* INFORMATION SUPPLIED:

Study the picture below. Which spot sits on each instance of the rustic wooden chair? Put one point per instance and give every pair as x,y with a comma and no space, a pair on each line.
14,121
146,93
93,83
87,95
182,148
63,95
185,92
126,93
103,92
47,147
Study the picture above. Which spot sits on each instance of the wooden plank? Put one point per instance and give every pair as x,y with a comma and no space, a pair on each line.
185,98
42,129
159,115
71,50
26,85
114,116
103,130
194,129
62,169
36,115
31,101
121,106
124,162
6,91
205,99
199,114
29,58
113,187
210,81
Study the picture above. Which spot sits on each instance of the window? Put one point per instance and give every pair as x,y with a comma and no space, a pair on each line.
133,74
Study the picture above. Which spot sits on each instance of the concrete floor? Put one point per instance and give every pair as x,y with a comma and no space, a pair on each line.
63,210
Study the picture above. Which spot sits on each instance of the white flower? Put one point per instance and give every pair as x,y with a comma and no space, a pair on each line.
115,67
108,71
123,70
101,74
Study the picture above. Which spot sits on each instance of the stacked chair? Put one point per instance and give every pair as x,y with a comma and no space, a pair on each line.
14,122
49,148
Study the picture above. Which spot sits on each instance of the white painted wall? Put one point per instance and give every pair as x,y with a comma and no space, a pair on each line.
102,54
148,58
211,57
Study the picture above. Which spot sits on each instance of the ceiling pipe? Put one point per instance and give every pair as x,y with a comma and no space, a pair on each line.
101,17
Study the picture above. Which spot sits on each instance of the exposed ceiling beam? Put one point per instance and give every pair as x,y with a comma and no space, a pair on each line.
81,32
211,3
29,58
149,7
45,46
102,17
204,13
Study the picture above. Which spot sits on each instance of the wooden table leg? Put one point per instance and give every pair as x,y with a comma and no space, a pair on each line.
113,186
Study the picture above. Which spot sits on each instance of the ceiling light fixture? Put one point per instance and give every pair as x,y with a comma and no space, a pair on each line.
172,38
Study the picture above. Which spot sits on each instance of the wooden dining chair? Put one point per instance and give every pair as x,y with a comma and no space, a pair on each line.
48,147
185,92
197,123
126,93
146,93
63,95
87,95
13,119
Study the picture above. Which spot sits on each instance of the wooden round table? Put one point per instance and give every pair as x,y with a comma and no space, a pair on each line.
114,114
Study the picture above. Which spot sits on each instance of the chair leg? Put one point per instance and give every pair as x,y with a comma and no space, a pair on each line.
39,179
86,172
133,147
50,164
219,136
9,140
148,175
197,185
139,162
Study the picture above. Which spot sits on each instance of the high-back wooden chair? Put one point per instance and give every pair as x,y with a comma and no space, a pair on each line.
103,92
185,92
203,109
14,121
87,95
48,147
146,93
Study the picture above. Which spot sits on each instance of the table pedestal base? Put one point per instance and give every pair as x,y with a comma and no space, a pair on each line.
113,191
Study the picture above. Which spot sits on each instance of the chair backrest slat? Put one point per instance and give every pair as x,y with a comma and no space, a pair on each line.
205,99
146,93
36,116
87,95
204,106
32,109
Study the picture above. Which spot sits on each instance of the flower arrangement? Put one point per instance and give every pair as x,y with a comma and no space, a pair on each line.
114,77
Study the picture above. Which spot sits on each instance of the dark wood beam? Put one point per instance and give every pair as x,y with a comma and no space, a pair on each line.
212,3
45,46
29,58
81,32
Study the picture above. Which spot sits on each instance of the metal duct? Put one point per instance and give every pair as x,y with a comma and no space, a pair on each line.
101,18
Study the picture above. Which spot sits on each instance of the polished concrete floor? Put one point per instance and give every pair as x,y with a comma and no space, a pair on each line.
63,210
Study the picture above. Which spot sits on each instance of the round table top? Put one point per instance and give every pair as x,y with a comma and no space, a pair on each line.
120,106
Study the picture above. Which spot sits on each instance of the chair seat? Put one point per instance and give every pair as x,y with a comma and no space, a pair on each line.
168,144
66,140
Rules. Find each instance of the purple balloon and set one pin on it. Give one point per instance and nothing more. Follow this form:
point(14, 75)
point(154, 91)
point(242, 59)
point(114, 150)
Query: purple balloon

* THE PROBLEM: The expected output is every line of the records in which the string "purple" appears.

* RESULT OF THE TASK:
Rules. Find each instance of the purple balloon and set one pin on it. Give one point per instance and nothing more. Follow this form:
Query: purple balloon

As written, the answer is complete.